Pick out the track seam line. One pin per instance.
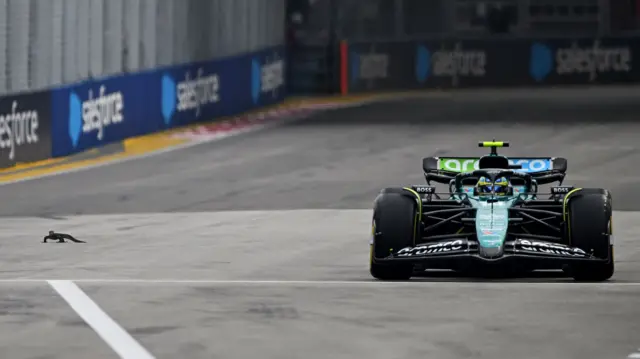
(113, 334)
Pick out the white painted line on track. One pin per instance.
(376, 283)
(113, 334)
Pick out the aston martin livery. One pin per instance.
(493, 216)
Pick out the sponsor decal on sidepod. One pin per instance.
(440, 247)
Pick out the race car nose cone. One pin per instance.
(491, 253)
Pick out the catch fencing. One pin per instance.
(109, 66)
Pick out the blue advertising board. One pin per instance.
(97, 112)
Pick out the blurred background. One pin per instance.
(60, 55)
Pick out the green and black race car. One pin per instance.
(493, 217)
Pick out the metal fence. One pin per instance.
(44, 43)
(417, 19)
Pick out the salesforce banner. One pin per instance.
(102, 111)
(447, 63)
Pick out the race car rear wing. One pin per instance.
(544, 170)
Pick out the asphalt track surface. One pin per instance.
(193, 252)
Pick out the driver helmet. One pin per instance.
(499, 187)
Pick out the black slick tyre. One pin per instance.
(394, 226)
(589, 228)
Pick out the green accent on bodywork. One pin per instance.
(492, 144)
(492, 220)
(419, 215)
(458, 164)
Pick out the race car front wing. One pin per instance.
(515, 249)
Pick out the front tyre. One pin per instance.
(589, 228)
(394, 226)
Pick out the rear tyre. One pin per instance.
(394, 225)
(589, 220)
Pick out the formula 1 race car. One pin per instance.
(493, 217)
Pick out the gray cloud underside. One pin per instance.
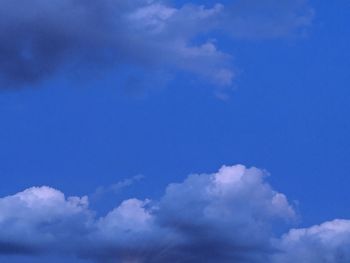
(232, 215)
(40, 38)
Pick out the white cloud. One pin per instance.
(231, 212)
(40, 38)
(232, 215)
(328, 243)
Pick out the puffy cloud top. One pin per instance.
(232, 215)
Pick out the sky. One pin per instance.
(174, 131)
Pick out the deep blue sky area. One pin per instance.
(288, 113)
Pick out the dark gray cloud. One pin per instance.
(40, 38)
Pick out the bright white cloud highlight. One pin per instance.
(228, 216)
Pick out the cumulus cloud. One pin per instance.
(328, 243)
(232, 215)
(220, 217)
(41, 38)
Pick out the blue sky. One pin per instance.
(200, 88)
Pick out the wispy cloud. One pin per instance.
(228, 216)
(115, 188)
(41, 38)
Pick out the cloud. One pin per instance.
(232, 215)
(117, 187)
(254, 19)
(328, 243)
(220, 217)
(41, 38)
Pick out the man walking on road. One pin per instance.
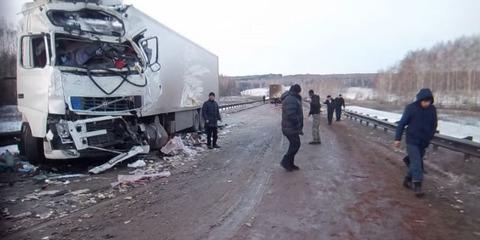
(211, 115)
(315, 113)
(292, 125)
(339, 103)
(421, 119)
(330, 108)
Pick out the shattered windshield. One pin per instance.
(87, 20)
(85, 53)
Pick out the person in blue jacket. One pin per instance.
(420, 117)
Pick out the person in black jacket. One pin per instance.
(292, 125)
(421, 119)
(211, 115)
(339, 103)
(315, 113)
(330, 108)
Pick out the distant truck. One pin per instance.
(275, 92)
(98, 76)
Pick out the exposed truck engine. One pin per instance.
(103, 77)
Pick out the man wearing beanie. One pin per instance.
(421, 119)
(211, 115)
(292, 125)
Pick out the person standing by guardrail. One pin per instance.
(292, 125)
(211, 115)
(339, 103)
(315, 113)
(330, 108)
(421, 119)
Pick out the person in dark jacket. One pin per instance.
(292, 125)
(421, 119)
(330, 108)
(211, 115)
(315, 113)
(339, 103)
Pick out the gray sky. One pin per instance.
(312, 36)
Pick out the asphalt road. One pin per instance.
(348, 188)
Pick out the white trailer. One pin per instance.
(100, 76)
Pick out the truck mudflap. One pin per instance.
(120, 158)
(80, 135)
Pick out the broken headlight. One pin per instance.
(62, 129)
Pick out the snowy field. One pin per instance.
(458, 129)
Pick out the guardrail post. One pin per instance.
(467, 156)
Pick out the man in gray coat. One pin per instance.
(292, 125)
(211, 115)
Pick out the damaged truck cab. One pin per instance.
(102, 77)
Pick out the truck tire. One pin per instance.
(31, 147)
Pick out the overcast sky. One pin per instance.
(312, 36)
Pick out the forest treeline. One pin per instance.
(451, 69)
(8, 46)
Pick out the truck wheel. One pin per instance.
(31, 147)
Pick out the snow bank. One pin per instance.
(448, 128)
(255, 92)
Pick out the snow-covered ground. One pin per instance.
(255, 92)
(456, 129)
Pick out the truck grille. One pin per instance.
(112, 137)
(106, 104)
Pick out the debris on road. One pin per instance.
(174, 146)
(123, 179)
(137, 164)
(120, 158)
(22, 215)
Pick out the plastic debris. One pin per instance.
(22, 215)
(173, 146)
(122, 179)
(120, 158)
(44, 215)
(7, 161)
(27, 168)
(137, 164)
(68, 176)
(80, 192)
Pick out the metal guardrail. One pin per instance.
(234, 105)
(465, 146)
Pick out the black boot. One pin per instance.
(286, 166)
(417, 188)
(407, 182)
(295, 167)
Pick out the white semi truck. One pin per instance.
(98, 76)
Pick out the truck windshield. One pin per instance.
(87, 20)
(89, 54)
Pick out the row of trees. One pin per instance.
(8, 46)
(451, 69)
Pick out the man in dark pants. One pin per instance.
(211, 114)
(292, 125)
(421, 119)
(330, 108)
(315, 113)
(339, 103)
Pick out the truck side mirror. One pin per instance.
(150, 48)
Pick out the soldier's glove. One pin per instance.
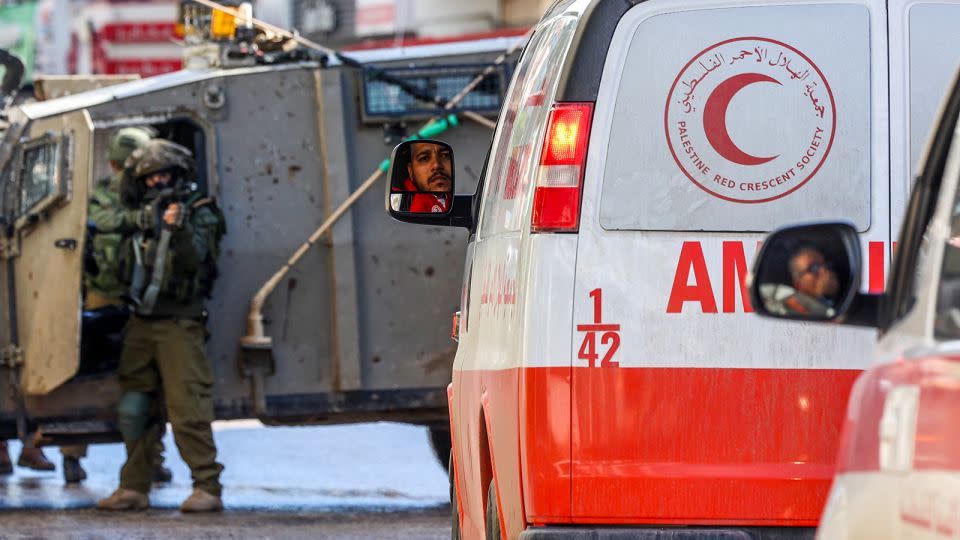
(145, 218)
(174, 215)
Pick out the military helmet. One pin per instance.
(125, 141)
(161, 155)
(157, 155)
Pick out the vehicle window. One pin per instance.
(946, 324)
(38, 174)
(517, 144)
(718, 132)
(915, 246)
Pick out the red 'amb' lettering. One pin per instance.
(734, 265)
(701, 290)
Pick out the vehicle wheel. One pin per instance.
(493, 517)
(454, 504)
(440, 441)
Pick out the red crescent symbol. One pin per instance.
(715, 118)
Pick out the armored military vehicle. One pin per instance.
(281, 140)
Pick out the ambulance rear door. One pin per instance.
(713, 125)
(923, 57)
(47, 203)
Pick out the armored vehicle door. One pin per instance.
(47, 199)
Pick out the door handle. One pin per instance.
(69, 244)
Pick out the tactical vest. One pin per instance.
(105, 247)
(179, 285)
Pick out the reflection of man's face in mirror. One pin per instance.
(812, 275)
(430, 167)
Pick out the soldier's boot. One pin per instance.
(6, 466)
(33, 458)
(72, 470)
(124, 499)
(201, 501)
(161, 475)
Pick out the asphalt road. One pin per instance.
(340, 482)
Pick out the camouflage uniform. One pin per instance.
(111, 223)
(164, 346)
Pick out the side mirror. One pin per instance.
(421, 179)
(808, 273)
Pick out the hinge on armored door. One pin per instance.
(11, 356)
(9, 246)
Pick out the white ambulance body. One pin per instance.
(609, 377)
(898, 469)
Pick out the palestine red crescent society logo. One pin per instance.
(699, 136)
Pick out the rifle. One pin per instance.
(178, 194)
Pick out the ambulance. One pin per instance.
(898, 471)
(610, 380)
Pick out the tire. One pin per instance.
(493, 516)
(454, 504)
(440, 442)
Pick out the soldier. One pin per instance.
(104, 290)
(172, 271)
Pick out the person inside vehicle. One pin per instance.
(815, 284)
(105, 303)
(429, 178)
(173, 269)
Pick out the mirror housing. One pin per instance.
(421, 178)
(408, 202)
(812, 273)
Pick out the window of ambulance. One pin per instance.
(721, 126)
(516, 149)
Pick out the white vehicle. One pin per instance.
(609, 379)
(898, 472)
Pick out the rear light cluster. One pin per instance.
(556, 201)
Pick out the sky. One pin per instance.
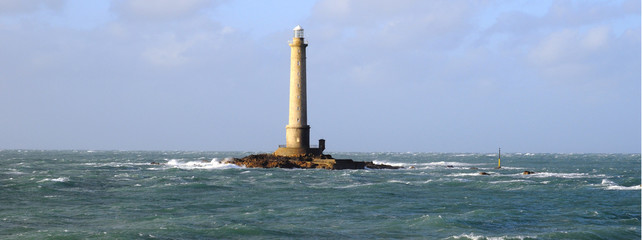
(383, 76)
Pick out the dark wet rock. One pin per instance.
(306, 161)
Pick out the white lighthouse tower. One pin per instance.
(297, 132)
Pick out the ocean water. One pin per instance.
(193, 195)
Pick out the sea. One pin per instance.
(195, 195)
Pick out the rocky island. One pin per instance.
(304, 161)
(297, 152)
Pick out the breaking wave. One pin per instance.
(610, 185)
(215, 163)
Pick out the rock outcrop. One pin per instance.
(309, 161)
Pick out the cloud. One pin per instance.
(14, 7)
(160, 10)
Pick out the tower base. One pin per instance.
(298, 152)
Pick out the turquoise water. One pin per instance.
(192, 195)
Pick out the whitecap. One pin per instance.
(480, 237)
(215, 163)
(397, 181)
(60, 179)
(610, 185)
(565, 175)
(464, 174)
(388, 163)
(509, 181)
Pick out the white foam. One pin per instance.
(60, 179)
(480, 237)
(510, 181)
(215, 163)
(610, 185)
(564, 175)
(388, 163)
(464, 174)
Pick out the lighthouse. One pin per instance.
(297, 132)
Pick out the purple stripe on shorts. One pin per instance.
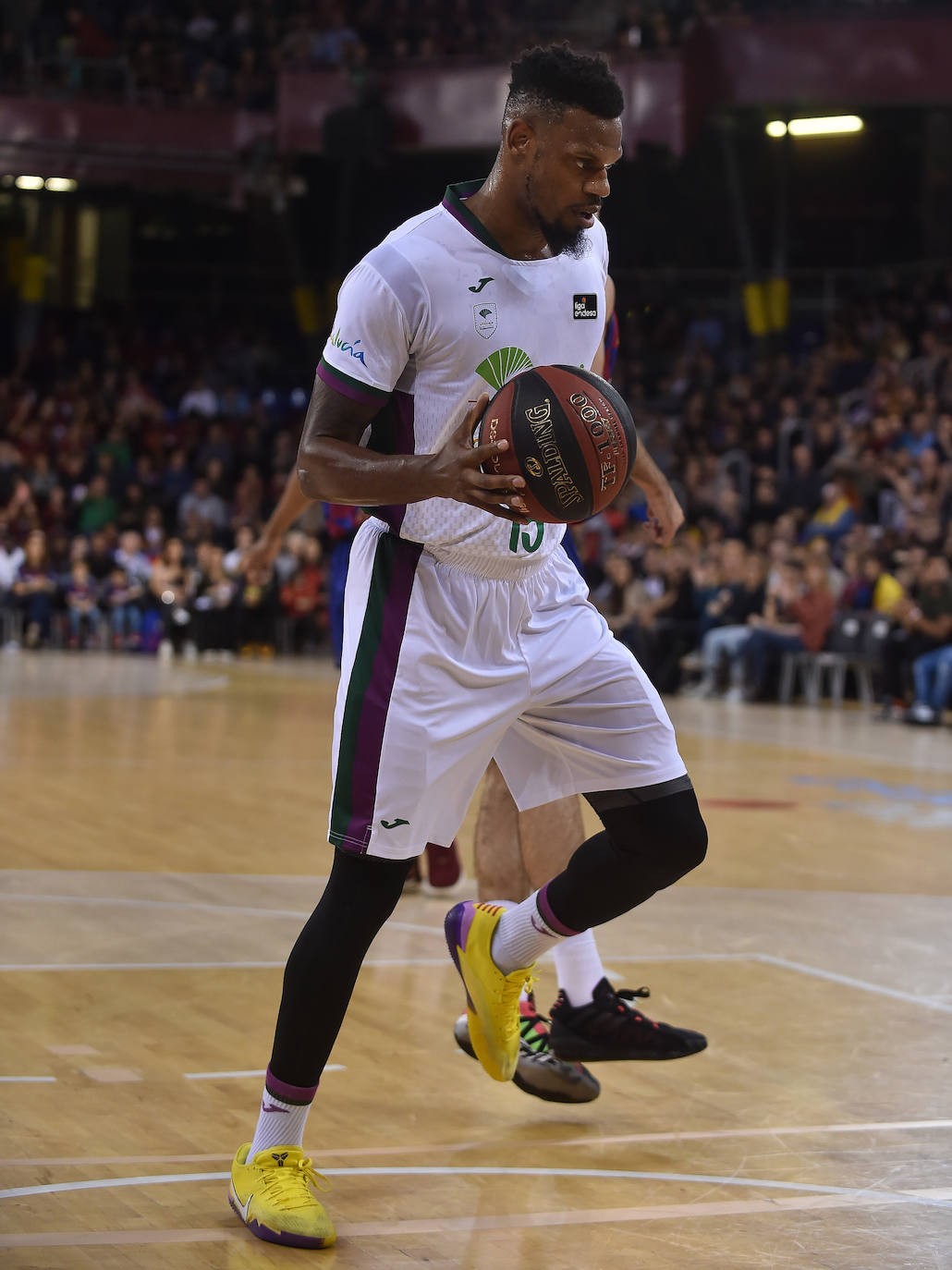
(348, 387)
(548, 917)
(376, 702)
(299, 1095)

▶ _What is being asked_
The reply should consist only of the lines running from the one with "Pick out the rocky" through the end of the material, both included, copied exactly; please omit pictures.

▶ _Reply_
Pick out the rocky island. One pin per instance.
(304, 161)
(297, 152)
Pick out the breaking wave. One pin per instance.
(610, 185)
(215, 163)
Pick out the rock outcrop. One pin per instance.
(309, 161)
Pick out the cloud. One pin per instance.
(14, 7)
(160, 10)
Pick out the tower base. One pin per instance.
(298, 152)
Pick out the turquoise water. One pin per instance.
(192, 195)
Pick out the whitecap. One pin per instance.
(480, 237)
(215, 163)
(397, 181)
(60, 179)
(610, 185)
(565, 175)
(464, 174)
(388, 163)
(509, 181)
Pick out the white foam. One pin per instance.
(60, 179)
(480, 237)
(510, 181)
(215, 163)
(610, 185)
(564, 175)
(388, 163)
(464, 174)
Pick out the lighthouse. One pin per instance.
(297, 132)
Pick out the purple stripe on shorts. One pin per instance.
(348, 387)
(548, 917)
(376, 702)
(299, 1095)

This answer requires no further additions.